• **INSTRUCTIONS TO FOLLOW**
Having found the line that contains "Indicate the skyscraper", please retype only it and every line after it up to the end of the entries, exactly as written.

• **DATA RECORDS**
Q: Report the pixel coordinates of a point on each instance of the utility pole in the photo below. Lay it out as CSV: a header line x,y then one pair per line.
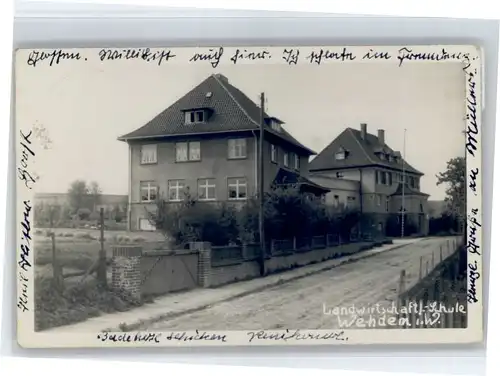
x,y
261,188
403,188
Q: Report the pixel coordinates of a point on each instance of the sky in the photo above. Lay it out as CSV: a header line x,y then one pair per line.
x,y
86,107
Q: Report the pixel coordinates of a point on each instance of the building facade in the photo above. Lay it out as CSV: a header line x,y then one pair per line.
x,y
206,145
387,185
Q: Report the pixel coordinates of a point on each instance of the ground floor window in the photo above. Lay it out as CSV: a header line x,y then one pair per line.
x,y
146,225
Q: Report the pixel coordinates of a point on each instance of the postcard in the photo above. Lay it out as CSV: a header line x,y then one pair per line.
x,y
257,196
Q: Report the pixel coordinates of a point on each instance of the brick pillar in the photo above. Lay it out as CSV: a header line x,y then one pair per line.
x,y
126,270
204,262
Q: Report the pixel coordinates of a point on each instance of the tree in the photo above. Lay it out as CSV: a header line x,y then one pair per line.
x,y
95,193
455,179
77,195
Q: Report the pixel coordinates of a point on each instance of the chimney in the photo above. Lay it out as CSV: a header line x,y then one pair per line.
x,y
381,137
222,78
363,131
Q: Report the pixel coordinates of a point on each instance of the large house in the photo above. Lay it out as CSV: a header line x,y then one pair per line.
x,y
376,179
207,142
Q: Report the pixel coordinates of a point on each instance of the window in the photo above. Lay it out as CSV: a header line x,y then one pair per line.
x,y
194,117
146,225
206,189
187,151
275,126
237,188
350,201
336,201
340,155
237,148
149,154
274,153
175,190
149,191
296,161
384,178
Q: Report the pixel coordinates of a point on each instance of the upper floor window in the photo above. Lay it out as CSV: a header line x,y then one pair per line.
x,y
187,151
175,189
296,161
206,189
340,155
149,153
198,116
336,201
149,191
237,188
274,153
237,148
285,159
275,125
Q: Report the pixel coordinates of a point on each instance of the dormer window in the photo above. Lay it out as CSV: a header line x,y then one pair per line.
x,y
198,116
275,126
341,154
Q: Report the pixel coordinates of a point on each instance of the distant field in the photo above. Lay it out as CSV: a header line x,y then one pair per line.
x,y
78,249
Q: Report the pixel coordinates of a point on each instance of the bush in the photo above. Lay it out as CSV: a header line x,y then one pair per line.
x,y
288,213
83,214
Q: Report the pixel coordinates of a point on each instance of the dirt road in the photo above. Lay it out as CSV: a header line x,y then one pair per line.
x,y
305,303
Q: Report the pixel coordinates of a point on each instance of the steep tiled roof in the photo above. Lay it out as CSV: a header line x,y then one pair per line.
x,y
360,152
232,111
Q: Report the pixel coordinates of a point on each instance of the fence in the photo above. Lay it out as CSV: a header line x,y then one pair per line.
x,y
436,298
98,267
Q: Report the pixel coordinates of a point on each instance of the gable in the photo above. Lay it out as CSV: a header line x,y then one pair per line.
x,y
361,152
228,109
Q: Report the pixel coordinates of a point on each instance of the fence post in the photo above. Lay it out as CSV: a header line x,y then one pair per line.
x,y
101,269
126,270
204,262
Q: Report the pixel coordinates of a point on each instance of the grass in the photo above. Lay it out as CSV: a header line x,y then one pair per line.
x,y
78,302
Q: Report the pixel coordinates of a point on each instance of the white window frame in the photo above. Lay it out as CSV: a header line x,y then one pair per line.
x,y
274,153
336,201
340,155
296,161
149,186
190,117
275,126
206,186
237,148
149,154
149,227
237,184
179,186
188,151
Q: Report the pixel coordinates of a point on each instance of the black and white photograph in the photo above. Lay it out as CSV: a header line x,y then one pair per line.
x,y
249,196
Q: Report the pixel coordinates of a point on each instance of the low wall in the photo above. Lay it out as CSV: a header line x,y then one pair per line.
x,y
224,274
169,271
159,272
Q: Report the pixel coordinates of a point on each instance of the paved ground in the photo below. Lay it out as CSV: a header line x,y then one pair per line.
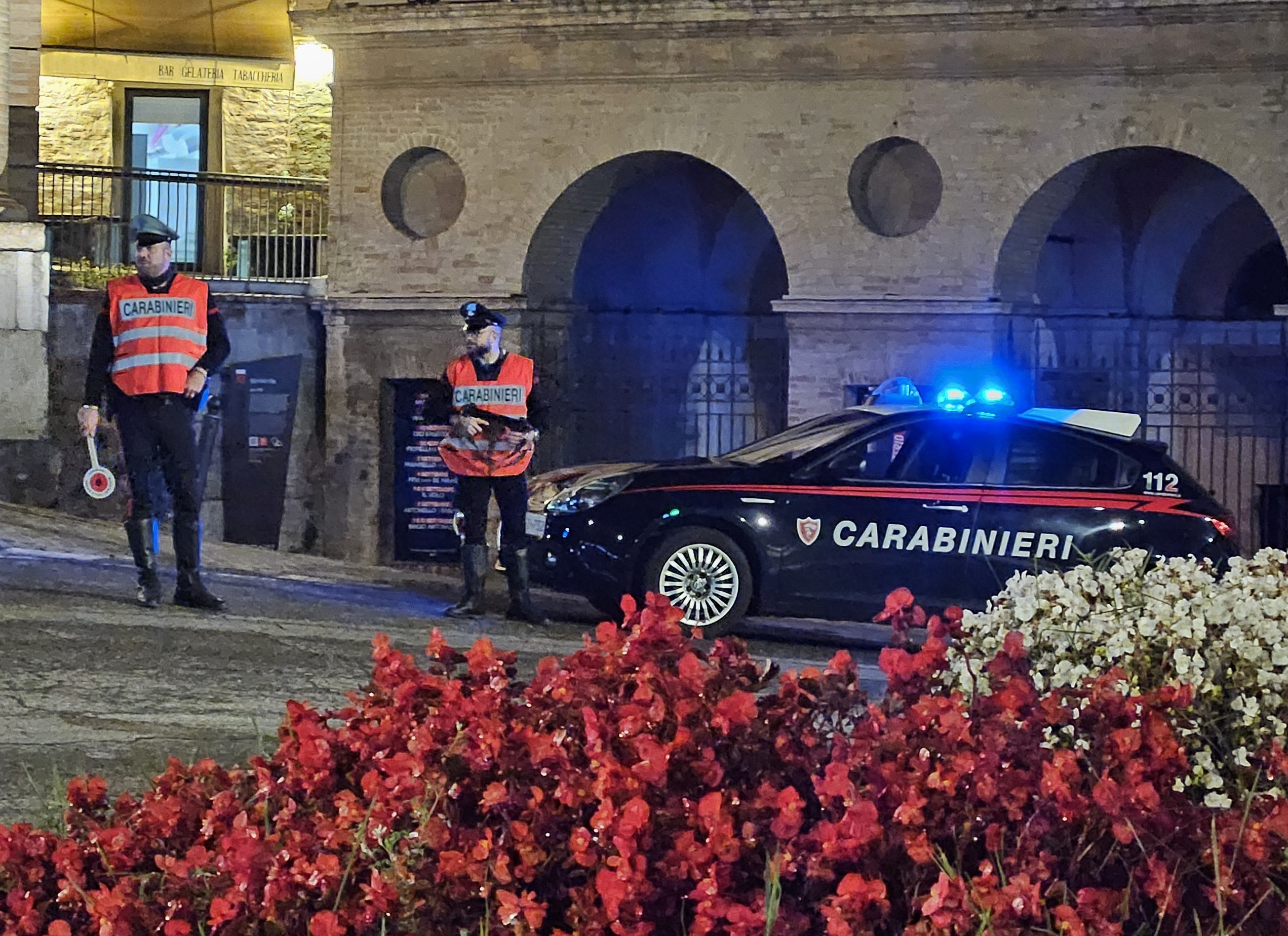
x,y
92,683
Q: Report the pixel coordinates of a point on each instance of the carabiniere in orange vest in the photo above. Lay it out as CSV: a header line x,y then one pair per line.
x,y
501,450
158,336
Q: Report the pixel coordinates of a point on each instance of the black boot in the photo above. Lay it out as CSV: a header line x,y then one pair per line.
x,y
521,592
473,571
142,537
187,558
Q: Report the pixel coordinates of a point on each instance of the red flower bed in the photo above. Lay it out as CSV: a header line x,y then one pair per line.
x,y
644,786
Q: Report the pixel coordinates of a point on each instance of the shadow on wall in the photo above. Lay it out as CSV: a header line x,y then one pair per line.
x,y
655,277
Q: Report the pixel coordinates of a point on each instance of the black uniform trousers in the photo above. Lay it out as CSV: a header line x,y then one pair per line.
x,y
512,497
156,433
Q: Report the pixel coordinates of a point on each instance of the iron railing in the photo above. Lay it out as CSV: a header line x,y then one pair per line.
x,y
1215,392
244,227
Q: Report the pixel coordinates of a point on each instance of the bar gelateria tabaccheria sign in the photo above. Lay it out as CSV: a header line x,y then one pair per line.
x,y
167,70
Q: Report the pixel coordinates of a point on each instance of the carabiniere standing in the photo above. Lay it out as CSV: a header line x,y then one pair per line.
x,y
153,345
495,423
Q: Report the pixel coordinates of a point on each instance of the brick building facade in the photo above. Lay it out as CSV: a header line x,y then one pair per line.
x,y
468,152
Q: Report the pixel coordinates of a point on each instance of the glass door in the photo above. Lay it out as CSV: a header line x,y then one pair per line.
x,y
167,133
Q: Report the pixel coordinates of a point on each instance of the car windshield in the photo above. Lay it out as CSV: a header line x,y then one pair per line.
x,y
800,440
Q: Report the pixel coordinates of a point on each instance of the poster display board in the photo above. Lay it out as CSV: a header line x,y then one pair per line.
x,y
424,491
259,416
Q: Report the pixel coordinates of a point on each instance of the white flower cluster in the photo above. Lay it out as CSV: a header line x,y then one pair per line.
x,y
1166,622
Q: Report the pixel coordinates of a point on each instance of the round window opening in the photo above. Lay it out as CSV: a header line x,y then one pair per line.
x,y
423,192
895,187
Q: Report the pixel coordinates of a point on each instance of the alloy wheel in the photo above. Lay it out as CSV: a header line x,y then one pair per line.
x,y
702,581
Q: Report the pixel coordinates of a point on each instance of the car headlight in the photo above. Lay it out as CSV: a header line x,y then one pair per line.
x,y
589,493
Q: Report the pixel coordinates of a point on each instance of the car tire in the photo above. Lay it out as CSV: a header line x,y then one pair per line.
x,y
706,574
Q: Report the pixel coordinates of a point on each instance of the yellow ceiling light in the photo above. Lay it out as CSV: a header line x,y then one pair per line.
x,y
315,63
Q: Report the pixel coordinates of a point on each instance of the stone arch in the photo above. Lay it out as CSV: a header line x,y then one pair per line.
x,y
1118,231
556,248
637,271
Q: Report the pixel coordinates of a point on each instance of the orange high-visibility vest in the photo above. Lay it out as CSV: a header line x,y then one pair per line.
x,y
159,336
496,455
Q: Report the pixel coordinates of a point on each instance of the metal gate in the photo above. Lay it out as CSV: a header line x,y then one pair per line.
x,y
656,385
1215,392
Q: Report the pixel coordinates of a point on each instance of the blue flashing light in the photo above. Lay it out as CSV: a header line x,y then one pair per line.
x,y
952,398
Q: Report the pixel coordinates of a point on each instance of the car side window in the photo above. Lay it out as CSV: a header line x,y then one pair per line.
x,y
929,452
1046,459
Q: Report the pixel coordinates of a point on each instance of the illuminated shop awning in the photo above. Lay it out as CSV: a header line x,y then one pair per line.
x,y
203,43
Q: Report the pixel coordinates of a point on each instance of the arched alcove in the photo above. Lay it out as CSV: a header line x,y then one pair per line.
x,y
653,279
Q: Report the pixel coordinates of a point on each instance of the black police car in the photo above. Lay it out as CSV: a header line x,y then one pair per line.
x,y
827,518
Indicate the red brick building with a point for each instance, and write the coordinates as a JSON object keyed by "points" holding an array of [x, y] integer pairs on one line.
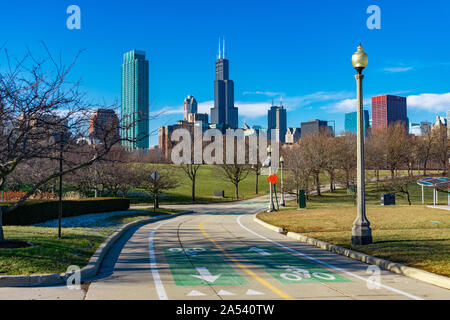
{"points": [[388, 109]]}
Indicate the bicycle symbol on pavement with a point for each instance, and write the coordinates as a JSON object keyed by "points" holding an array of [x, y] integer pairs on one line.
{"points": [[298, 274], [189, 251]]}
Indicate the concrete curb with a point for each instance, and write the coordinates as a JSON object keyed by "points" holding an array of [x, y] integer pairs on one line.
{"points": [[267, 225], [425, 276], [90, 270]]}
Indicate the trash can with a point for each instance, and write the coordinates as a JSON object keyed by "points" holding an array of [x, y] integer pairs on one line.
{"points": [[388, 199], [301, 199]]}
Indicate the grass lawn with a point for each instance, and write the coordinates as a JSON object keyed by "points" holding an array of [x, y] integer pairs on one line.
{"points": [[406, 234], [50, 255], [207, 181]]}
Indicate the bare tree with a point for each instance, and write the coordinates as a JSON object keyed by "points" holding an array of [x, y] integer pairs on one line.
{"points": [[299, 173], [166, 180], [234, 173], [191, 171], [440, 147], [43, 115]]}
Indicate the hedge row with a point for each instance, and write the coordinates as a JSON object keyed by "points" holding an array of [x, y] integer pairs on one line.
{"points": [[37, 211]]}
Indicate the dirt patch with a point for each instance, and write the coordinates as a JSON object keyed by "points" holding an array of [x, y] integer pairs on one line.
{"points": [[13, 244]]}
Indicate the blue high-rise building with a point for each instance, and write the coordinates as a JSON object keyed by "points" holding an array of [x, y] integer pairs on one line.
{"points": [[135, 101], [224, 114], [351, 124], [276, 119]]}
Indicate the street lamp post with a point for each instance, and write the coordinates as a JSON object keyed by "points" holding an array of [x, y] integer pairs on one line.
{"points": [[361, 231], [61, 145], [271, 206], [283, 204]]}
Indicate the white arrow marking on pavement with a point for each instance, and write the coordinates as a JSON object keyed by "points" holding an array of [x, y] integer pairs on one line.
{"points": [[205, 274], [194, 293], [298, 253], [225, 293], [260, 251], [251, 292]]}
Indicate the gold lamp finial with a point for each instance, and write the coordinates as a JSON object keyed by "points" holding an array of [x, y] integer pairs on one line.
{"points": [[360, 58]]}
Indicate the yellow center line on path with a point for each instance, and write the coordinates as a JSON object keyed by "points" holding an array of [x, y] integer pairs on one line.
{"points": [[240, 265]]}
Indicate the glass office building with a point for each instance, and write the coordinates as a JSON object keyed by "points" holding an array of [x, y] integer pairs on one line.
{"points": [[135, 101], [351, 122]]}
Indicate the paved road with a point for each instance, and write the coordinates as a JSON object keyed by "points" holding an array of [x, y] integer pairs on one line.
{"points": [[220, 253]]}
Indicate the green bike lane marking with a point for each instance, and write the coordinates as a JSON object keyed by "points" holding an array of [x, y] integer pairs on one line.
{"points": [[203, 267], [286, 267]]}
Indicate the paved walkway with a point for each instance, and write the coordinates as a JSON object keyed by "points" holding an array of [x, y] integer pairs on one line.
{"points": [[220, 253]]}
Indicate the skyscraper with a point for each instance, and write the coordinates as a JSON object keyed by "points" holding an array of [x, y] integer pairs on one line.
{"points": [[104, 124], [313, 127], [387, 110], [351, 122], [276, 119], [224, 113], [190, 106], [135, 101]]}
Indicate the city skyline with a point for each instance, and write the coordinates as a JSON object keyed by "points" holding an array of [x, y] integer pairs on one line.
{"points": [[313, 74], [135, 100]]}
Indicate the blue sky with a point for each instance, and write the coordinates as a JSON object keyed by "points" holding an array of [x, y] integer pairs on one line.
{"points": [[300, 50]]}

• **ANSWER BOX**
Indicate the skyscraper with a point for each instance, and write the coordinates as a JSON object keyed by "points" holding an array of [x, y] integer pairs on one line.
{"points": [[104, 124], [313, 127], [387, 110], [351, 122], [276, 119], [224, 113], [190, 106], [135, 101]]}
Indicate the city skyline with a point for each instance, and write the coordinates as a JSON object keyed by "points" holding an array of [x, y] integer pairs on one line.
{"points": [[313, 74], [135, 100]]}
Indicate the blue sky with a point for each instance, and write the coordinates as a JSON object keyed by "points" holding an array of [x, y] integer pairs on one line.
{"points": [[300, 50]]}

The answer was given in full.